» SET EXERCISE
Rewrite every line from the start of the entries through the line containing "x=334 y=100", with all requests included, multiplying each x and y coordinate in the answers by 1.25 and rounding to whole numbers, halves up. Return only those lines, with all other text unchanged.
.....
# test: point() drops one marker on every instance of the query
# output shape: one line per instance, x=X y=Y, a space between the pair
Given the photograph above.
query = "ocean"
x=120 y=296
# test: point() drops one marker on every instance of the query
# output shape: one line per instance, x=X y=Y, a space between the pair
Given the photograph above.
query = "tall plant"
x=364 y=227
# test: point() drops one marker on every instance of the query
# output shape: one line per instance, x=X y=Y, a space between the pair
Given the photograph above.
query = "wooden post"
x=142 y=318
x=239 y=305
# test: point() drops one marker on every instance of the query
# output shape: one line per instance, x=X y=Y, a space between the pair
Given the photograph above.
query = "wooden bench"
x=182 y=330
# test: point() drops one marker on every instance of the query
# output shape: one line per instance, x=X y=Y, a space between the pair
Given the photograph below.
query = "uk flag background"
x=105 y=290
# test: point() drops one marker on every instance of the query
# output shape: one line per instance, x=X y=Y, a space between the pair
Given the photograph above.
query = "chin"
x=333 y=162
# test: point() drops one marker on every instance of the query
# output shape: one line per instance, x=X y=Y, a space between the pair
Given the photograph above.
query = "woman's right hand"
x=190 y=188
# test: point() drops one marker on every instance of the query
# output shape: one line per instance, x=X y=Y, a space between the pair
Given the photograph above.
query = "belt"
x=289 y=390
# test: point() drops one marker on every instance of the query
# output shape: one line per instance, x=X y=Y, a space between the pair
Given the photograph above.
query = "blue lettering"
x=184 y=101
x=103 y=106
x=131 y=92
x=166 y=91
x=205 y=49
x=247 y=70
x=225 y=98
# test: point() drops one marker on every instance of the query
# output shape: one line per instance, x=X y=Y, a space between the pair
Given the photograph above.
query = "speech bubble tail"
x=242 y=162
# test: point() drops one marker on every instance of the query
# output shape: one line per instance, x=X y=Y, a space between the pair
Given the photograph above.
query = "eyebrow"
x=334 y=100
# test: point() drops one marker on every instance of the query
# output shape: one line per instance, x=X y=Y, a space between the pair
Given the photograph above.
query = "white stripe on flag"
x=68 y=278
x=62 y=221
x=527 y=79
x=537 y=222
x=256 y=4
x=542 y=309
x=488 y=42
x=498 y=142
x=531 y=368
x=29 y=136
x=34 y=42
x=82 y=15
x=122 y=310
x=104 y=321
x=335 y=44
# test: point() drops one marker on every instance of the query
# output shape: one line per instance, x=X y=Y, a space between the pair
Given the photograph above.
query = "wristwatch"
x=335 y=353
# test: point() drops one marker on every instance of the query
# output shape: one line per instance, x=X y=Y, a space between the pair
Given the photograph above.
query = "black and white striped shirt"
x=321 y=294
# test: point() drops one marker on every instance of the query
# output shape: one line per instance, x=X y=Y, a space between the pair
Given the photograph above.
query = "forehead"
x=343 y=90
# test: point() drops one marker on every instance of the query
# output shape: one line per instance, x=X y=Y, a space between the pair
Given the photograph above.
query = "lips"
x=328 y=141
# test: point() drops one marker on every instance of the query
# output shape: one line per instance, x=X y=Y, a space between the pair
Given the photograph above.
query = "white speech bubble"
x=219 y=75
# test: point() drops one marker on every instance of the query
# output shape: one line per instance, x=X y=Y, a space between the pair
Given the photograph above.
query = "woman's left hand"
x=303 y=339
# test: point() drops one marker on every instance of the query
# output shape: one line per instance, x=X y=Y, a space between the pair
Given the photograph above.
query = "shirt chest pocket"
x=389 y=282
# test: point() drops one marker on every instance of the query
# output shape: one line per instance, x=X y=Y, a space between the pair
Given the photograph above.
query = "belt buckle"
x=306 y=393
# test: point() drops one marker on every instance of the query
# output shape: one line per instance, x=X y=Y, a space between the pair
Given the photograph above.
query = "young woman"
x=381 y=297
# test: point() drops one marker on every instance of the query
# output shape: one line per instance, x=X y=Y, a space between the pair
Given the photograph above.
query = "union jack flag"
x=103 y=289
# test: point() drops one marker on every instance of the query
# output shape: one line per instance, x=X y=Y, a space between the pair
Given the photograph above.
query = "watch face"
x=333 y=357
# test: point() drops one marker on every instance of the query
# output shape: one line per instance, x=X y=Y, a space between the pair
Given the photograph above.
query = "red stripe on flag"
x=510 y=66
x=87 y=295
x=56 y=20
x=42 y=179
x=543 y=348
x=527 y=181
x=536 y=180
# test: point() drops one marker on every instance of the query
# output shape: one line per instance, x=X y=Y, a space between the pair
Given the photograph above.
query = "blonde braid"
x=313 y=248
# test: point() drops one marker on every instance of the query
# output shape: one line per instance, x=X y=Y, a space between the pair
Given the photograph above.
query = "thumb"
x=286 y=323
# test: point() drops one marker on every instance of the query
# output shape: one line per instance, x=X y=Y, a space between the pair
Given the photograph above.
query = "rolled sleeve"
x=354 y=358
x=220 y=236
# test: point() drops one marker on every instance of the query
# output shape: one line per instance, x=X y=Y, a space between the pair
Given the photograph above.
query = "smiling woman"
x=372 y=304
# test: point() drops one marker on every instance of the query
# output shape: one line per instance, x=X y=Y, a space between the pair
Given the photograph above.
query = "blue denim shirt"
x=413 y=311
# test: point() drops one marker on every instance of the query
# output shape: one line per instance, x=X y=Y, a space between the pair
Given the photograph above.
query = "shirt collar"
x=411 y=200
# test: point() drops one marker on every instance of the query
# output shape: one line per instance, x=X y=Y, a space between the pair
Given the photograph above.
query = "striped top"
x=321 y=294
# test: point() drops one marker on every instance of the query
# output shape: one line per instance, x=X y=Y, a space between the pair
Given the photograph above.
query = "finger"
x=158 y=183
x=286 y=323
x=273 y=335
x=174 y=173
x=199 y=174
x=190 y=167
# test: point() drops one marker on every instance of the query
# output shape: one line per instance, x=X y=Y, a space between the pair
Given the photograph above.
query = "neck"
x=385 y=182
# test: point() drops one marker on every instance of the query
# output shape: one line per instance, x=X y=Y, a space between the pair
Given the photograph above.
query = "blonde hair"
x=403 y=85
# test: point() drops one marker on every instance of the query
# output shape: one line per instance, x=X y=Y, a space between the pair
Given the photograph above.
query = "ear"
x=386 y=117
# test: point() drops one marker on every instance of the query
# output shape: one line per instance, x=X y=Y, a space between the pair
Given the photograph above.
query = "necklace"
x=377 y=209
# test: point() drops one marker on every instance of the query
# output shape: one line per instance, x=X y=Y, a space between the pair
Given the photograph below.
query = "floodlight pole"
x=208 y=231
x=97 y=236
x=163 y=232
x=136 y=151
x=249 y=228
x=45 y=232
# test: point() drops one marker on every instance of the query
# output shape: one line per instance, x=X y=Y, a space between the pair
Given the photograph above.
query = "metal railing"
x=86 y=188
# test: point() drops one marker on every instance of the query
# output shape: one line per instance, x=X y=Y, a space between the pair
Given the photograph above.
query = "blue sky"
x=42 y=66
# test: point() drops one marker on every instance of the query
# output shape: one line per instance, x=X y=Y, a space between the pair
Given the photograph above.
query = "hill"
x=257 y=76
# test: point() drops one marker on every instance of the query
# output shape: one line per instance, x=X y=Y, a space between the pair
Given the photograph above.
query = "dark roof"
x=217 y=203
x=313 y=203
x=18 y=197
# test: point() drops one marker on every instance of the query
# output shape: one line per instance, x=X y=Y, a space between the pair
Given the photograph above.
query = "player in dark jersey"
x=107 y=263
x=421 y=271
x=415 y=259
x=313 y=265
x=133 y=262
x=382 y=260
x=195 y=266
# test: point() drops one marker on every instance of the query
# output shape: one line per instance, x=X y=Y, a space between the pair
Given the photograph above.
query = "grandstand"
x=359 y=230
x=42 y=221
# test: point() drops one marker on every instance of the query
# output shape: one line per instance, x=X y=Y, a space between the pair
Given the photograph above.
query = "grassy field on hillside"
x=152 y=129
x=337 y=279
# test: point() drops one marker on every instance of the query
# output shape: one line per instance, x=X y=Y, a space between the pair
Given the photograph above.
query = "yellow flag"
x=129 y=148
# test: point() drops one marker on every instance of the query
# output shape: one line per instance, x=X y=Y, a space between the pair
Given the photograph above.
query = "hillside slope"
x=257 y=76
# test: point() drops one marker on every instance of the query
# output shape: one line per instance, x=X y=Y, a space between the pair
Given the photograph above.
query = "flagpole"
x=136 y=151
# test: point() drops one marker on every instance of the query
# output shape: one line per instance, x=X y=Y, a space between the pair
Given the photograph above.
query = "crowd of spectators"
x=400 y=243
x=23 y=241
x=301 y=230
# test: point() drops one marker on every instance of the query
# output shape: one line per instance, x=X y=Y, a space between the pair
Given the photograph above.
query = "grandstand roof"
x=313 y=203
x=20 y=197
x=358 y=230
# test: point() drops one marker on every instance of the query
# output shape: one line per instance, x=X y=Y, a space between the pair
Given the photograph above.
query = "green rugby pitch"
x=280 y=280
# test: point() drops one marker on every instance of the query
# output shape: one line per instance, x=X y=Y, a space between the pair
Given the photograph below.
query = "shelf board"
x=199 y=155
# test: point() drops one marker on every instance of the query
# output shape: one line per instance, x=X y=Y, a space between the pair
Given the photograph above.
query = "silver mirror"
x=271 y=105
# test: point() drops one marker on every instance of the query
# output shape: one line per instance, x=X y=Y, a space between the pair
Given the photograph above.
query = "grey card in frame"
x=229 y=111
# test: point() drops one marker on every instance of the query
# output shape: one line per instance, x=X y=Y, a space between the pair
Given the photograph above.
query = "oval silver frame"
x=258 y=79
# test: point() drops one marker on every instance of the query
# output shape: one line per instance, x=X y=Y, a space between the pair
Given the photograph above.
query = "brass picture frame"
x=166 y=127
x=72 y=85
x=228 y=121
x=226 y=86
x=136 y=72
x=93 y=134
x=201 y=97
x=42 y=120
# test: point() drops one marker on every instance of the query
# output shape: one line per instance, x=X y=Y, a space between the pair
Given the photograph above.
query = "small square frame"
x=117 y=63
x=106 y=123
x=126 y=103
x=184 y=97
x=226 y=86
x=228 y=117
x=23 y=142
.....
» FINISHED TASK
# test: point() drops one marker on every instance of the query
# output shape: one line per instance, x=X y=Y, a space between the pair
Given the photograph above.
query = "ocean"
x=150 y=370
# test: point() drops one marker on every instance of the query
# output shape: one line per instance, x=X y=Y, a space between the pair
Given the photograph above.
query = "tall plant"
x=455 y=284
# test: point() drops one marker on every instance of the query
# output shape: one line per instance, x=X y=Y, a space between the pair
Given the photograph above.
query = "wooden post"
x=178 y=398
x=299 y=381
# test: point() drops one marker on every instance of the query
# output shape: one line per instance, x=X y=Y, a space between the pair
Given the photograph above.
query = "wooden bench"
x=228 y=413
# test: point() drops one marker on every instance of the query
# output shape: one line per instance, x=X y=Y, a space between the pair
Given the photograph below.
query = "uk flag background"
x=131 y=363
# test: point() drops one marker on every instance of the query
# output shape: one line per instance, x=X y=Y, a space between the pair
Given the photograph above.
query = "chin"
x=416 y=203
# test: point() drops one marker on every instance of the query
# output shape: one line per instance, x=X y=Y, a space between the pair
Given the photograph above.
query = "woman's right hand"
x=238 y=235
# test: point() drops one marker on every instance of the query
# output shape: one line per instance, x=X y=Y, a space between the pair
Given the photograph above.
query = "belt"
x=361 y=488
# test: point() drops one marker on every instance of the query
# output shape: one line per instance, x=X y=Y, a space between the pair
Given the photograph above.
query = "blue lettering"
x=230 y=126
x=129 y=133
x=164 y=115
x=208 y=114
x=256 y=61
x=309 y=88
x=281 y=123
# test: point() drops one marker on every instance of the query
# output shape: one line per instance, x=X y=Y, a space between the pair
Given the photograph above.
query = "speech bubble tail"
x=303 y=203
# test: point() drops one marker on every instance of the query
# output shape: one line per instance, x=X y=Y, a space between the pair
Given the photograph above.
query = "eyebrow"
x=418 y=125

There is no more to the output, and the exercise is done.